• **PROBLEM TO SOLVE**
Reproduce each line of the data below without changing anything.

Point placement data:

»»

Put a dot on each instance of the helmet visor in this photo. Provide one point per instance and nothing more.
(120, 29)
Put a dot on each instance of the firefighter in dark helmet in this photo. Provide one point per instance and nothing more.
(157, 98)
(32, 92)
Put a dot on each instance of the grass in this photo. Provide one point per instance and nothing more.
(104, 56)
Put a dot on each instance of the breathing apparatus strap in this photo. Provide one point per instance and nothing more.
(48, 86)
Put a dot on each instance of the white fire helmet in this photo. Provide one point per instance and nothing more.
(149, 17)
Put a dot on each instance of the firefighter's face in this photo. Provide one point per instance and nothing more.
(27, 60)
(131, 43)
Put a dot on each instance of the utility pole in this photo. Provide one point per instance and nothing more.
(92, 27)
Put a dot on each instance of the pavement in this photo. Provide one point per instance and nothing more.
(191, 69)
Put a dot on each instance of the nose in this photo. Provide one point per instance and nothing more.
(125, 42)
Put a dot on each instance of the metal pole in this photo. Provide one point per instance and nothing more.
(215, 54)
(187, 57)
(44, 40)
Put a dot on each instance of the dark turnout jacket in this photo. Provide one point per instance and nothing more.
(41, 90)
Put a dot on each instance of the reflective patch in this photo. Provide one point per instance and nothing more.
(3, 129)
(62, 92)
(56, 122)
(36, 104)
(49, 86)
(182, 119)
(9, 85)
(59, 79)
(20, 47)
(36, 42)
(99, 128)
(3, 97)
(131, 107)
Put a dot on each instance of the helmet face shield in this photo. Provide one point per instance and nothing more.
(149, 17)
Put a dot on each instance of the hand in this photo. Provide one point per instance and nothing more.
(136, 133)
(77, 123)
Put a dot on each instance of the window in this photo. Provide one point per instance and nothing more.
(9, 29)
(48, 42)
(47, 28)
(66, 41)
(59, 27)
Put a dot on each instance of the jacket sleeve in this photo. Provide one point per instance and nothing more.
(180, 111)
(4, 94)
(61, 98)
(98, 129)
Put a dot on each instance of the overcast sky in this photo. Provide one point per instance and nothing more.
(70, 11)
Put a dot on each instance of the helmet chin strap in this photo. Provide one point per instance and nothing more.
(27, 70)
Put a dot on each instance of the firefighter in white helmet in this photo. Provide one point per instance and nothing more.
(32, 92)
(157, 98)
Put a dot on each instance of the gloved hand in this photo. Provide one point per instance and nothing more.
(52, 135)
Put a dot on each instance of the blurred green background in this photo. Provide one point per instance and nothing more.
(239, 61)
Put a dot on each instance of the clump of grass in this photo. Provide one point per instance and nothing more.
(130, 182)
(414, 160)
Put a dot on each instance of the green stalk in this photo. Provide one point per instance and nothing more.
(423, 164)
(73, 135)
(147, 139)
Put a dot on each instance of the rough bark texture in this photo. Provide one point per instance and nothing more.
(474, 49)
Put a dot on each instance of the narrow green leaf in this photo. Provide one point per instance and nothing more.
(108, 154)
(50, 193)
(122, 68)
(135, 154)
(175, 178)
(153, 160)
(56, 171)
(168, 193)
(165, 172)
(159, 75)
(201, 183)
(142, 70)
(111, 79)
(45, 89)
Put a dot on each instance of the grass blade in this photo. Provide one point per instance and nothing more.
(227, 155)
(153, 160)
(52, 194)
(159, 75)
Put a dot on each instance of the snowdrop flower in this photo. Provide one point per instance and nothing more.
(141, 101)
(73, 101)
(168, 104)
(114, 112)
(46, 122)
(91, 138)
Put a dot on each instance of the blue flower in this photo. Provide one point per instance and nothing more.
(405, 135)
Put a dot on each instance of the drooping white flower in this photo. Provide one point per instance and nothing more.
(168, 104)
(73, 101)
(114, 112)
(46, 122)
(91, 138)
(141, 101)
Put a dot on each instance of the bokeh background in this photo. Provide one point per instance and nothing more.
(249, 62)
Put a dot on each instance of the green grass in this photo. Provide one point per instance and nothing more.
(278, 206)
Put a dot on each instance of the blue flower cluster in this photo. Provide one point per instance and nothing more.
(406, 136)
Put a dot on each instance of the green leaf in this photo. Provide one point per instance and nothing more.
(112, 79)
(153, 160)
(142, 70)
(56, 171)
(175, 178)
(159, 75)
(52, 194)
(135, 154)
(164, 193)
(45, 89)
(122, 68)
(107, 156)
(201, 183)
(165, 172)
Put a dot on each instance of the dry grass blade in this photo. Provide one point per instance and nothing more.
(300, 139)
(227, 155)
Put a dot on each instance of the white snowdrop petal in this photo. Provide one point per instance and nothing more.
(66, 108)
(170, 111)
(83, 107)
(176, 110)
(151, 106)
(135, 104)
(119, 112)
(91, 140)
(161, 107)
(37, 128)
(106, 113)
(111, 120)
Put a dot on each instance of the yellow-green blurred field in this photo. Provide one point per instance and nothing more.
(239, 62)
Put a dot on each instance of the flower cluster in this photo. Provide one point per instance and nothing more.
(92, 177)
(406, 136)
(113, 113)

««

• **SOLVED PROBLEM**
Put a dot on each instance of the helmet visor in this photo. Provide one point per instance and nothing more.
(120, 29)
Put a dot on each instance of the firefighter in dark helmet in this photo. Provide one point per instance and nothing more.
(157, 98)
(32, 92)
Put a dot on each instance of the grass in this photo. Provide one point per instance and nothing more.
(104, 56)
Put a dot on each instance of the breathing apparatus strap in this photo. Provide one point per instance and nothing more.
(48, 86)
Put a dot on each instance of the white fire helmet in this photo. Provide one point per instance and nothing more.
(149, 17)
Put a dot on each instance of the firefighter's face in this photo. Provide one point per instance and nothing more.
(27, 60)
(131, 43)
Put a dot on each instance of the utility pole in this photo. Provide one point per instance and nothing more.
(92, 27)
Put a dot on each instance of the pavement in this photo. Provide one point per instance and nothing more.
(191, 69)
Put a dot on each instance of the nose in this photo. Provide one point per instance and nothing more.
(125, 42)
Put a dot on each instance of the metal pole in this photo. Provide one point per instance and nothing more.
(215, 54)
(187, 57)
(44, 40)
Put a dot on each instance of the dark turnout jacket in this photo. Provide one point per instance and nothing more.
(41, 90)
Put a dot on each instance of the reflective patch in this photo. Provide one point per instance and nothing more.
(3, 129)
(62, 92)
(56, 122)
(36, 104)
(49, 86)
(182, 119)
(9, 85)
(59, 79)
(20, 47)
(36, 42)
(99, 128)
(3, 97)
(131, 107)
Put a dot on each instance of the helmet face shield in this photo. Provide one point per instance and nothing more.
(149, 17)
Put a dot on each instance of the hand in this photo. Provide one point per instance and nothing more.
(136, 133)
(77, 123)
Put a dot on each instance of the window in this photo. Provide one point per instance and nothing more.
(9, 29)
(48, 42)
(47, 28)
(66, 41)
(59, 27)
Put a dot on each instance of the jacket sleeve in this photo. Provide one point per instance and nothing more.
(180, 111)
(4, 94)
(61, 98)
(98, 129)
Put a dot on each instance of the overcast sky in this photo. Provide one point per instance and nothing more.
(70, 11)
Put a dot on each instance of the helmet chin strap in this photo. Provide one point per instance and nothing more.
(27, 70)
Put a dot on each instance of the firefighter in white helmet in this photo. Provide one point per instance and nothing more.
(32, 92)
(157, 98)
Put a dot on each instance of the gloved hand in this photo. Provide one point per instance and nothing more.
(52, 135)
Put a dot on each instance of the blurred green background in this photo. Provide one point per instance and nothing more.
(239, 61)
Put a dot on each instance of the clump of grass in this photo. Provide one point per instance and nothing more.
(130, 182)
(414, 160)
Put a dot on each instance of the green stalk in this photo. Provide one point per instance and nothing more.
(423, 164)
(73, 135)
(147, 139)
Put a dot on each instance of the rough bark texture in this photo. Provide one point per instance and nothing more.
(474, 49)
Put a dot on each instance of the narrow green leaf in this photo. Provide one point per instance and nothing more.
(108, 154)
(50, 193)
(122, 68)
(135, 154)
(175, 178)
(153, 160)
(56, 171)
(168, 193)
(165, 172)
(159, 75)
(201, 183)
(142, 70)
(111, 79)
(45, 89)
Put a dot on each instance of the grass blade in this photo. Provide one point per instance and nothing more.
(227, 155)
(153, 160)
(52, 194)
(159, 75)
Put a dot on each instance of the snowdrop flower in this photo. Provide one point per instance and nothing more.
(141, 101)
(73, 101)
(168, 104)
(114, 112)
(46, 122)
(91, 138)
Put a dot on each instance of the blue flower in this photo. Provide one point per instance and nothing more.
(405, 135)
Put a dot on each instance of the drooping white flower in this photo. Provide one point per instance and nothing more.
(168, 104)
(73, 101)
(114, 112)
(46, 122)
(91, 138)
(141, 101)
Put a dot on each instance of the bokeh background in this photo. Provide one point per instance and nothing more.
(249, 62)
Put a dot on each instance of the green grass in this photo. Provide one point per instance and nothing more.
(278, 206)
Put a dot on each instance of the blue flower cluster in this photo. Provide one point per instance and nothing more.
(406, 136)
Put a dot on each instance of the green leaf in this photo. Provide one point per instance and nothing more.
(112, 79)
(153, 160)
(142, 70)
(56, 171)
(175, 178)
(159, 75)
(52, 194)
(135, 154)
(164, 193)
(45, 89)
(122, 68)
(107, 156)
(201, 183)
(165, 172)
Put a dot on each instance of the dry grass blade in this photo. Provide one point per instance and nothing more.
(300, 139)
(227, 155)
Put a dot on each instance of the white snowdrop petal in this photo. Provide one point per instance and nothing more.
(66, 108)
(170, 111)
(83, 107)
(176, 110)
(151, 106)
(135, 104)
(119, 112)
(91, 140)
(161, 107)
(37, 128)
(106, 113)
(111, 120)
Put a dot on each instance of the yellow-green blurred field in this photo. Provide one point per instance and nothing more.
(239, 62)
Put a dot on each instance of the flower cluster in this photo. Provide one point per instance and nothing more.
(92, 177)
(406, 136)
(113, 113)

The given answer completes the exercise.